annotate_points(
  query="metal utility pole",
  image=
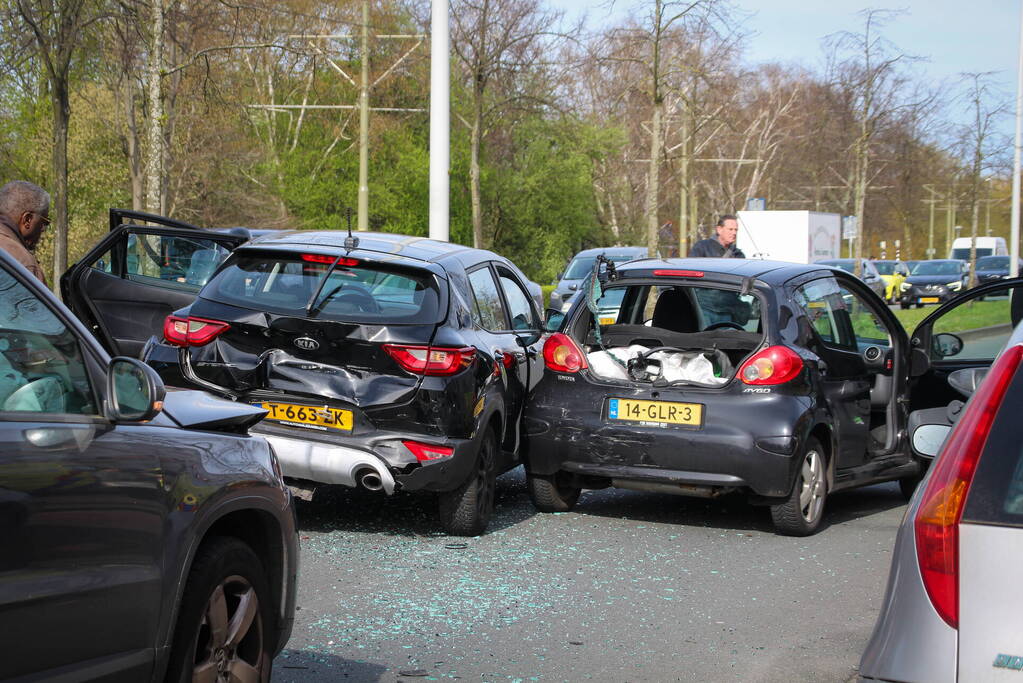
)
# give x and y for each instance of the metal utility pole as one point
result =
(440, 121)
(1014, 248)
(364, 124)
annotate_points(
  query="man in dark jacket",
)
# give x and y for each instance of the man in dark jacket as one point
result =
(722, 245)
(721, 306)
(25, 210)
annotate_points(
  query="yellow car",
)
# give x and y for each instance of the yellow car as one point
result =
(894, 274)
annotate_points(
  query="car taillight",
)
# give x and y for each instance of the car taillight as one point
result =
(936, 524)
(433, 361)
(191, 331)
(562, 354)
(679, 273)
(425, 452)
(320, 258)
(773, 365)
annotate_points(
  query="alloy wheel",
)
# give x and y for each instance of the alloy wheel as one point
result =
(811, 497)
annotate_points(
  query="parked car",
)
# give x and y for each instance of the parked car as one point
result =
(994, 268)
(387, 362)
(132, 518)
(580, 266)
(782, 381)
(951, 607)
(868, 273)
(934, 281)
(894, 274)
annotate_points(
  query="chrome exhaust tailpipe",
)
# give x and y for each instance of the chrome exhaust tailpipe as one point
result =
(371, 482)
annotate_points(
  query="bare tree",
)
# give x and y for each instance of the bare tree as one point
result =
(59, 29)
(977, 138)
(871, 75)
(497, 42)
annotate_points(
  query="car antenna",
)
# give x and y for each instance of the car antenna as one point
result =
(350, 241)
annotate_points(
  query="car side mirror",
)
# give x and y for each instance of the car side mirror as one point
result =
(945, 345)
(552, 319)
(134, 391)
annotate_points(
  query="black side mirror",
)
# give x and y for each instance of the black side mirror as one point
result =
(945, 345)
(134, 391)
(552, 319)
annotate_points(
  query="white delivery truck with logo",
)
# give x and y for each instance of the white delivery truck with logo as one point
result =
(798, 236)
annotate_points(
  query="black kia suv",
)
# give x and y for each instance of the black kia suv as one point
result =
(386, 362)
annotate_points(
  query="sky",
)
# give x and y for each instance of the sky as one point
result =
(951, 36)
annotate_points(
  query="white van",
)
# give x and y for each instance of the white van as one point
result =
(985, 246)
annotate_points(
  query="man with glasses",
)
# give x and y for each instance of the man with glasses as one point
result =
(25, 212)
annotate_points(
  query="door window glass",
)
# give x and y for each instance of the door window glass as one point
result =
(519, 306)
(184, 261)
(41, 366)
(488, 312)
(828, 311)
(976, 329)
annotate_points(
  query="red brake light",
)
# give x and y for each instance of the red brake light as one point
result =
(562, 354)
(425, 452)
(679, 273)
(321, 258)
(773, 365)
(432, 361)
(191, 331)
(936, 525)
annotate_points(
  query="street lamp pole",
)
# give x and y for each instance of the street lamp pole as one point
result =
(1014, 249)
(440, 121)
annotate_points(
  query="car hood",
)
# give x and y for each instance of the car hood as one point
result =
(932, 279)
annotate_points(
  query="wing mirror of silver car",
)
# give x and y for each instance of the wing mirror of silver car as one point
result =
(134, 391)
(928, 439)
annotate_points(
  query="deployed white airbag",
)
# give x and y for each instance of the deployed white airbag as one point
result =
(675, 365)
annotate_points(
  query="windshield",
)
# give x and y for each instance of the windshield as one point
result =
(992, 263)
(581, 267)
(936, 268)
(360, 291)
(964, 254)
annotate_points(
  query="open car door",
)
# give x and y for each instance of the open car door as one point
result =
(138, 274)
(967, 332)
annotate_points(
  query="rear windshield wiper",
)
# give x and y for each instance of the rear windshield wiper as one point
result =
(319, 286)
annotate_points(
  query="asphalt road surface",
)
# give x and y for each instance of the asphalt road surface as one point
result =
(629, 586)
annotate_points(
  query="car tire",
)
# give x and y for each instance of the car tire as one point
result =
(550, 494)
(466, 510)
(227, 585)
(801, 513)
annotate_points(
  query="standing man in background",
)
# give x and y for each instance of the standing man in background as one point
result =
(722, 245)
(25, 213)
(720, 305)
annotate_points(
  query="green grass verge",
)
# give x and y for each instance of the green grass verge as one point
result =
(968, 316)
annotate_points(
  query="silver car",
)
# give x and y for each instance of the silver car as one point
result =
(953, 605)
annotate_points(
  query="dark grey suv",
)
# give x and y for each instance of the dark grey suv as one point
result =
(143, 534)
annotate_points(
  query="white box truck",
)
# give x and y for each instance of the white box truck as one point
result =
(797, 236)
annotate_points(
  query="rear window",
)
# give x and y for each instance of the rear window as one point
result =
(996, 492)
(364, 291)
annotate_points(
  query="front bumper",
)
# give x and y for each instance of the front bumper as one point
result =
(927, 294)
(748, 442)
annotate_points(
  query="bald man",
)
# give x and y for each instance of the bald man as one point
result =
(25, 213)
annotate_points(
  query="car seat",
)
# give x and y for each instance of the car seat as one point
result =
(674, 312)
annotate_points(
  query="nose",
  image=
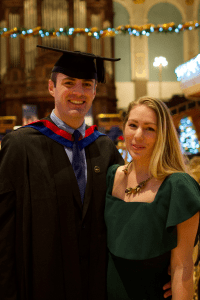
========================
- _What the exercise asks_
Be exact. Write out all the entries and omit the pictures.

- _Output of the exercise_
annotate_points(
  query="metal utility pole",
  image=
)
# give x and y for each instance of the metal utility pole as one point
result =
(440, 121)
(1014, 248)
(364, 124)
annotate_points(
  query="man in dark jacket",
)
# give x and y for each instance of the man in dark jacket as one point
result =
(722, 245)
(721, 306)
(25, 210)
annotate_points(
  query="yellow car",
)
# give x and y for each instance of the yellow car as one point
result =
(894, 274)
annotate_points(
  query="car taillight",
)
# give x and y for each instance of the car taillight as one point
result =
(936, 524)
(433, 361)
(191, 331)
(562, 354)
(679, 273)
(425, 452)
(320, 258)
(773, 365)
annotate_points(
  query="alloy wheel",
)
# give x and y for each instance of the alloy wheel as one point
result =
(811, 497)
annotate_points(
  query="parked car",
)
# give x and y for each instance of the parked car as one point
result =
(994, 268)
(387, 362)
(132, 518)
(580, 266)
(782, 381)
(951, 607)
(868, 273)
(934, 281)
(894, 274)
annotate_points(
  query="chrome exhaust tailpipe",
)
# give x and y for each instance of the chrome exhaust tailpipe as one point
result =
(371, 482)
annotate_points(
  query="bare tree",
)
# give x and y for each instance of the bare tree as one point
result =
(59, 29)
(977, 138)
(871, 75)
(497, 42)
annotate_points(
  query="car antenna",
)
# give x and y for each instance of the car antenna as one point
result =
(350, 241)
annotate_points(
  query="car side mirror",
)
# give x and y for each instance of the car side mirror as one point
result =
(945, 345)
(552, 319)
(134, 391)
annotate_points(
  query="black side mirror",
)
# give x and y for each instance of the black side mirror as one point
result =
(945, 345)
(134, 391)
(552, 319)
annotate_points(
  query="white delivery truck with logo",
)
# give x and y for each instance of the white delivery truck with logo as one point
result =
(798, 236)
annotate_points(
  query="black kia suv",
)
# give x and y for each instance of the black kia suv as one point
result =
(386, 362)
annotate_points(
  query="sky",
)
# give x and y for each instance of the sky as one point
result =
(951, 36)
annotate_points(
  query="white van",
)
# give x and y for each instance of the white van as one point
result =
(985, 246)
annotate_points(
  query="man with glasses",
)
# give x and y for each instance of the man with glasses as one point
result =
(25, 212)
annotate_points(
  query="door window glass",
)
# give x and y for each instance of the door window glass as one point
result =
(519, 306)
(184, 261)
(41, 366)
(488, 312)
(828, 311)
(976, 329)
annotate_points(
  query="red brake light",
)
# give x and y for each instance of the red brake light as one point
result =
(562, 354)
(425, 452)
(679, 273)
(321, 258)
(773, 365)
(432, 361)
(191, 331)
(936, 525)
annotate_points(
  query="street lamp pole",
)
# give x and y for each instance of the street lamp pole as one point
result =
(1014, 249)
(440, 121)
annotate_points(
  query="car hood",
)
# give x and y for each instance of the car hood as one point
result =
(932, 279)
annotate_points(
  query="wing mirror of silver car",
)
# give x and y for each instance of the wing mirror of silver car as one point
result =
(134, 391)
(928, 439)
annotate_points(
  query="deployed white airbag",
)
# give x and y for each instance of the deployed white airbag as one point
result =
(675, 365)
annotate_points(
  query="windshield",
)
# give x and y for each instance of the windshield as one point
result =
(992, 263)
(581, 267)
(936, 268)
(360, 291)
(964, 254)
annotate_points(
  query="open car door",
)
# give x and y for each instance of the open car door as one point
result =
(138, 274)
(967, 332)
annotate_points(
  query="rear windshield wiper",
)
# give x and y for each instance of the rear windshield wiper as one point
result =
(319, 286)
annotate_points(
  query="asphalt road surface",
)
# give x and y for each instance of the asphalt road surface as one point
result =
(629, 586)
annotate_points(
  query="car tire",
)
# give x and y for each instance of the car tire as one point
result =
(550, 494)
(466, 510)
(227, 585)
(801, 513)
annotate_points(
  query="standing man in background",
)
# give x and y for each instance of the standing man in background as one point
result =
(722, 245)
(25, 213)
(720, 305)
annotate_points(
  query="green grass verge",
)
# give x and y for each instance of the green grass verge as one point
result =
(968, 316)
annotate_points(
  query="silver car",
)
# give x and y for each instance of the silver car as one point
result =
(953, 605)
annotate_points(
  query="dark grey suv",
)
# give x and y for each instance of the dark grey suv as one point
result =
(143, 534)
annotate_points(
  query="white box truck",
)
# give x and y for each instance of the white box truck as one point
result =
(797, 236)
annotate_points(
  query="rear window",
)
# give x and y for each instance of the rear window as one point
result =
(996, 492)
(364, 291)
annotate_points(
  query="front bumper",
)
# give x and y for each instance of the front bumper as one point
result =
(927, 294)
(748, 442)
annotate_points(
  query="bald man",
)
# give x and y for each instance of the bald man as one point
result =
(25, 213)
annotate_points(
  query="car seat",
)
# give x and y for each instance of the car seat as one point
result =
(674, 312)
annotate_points(
  query="nose",
  image=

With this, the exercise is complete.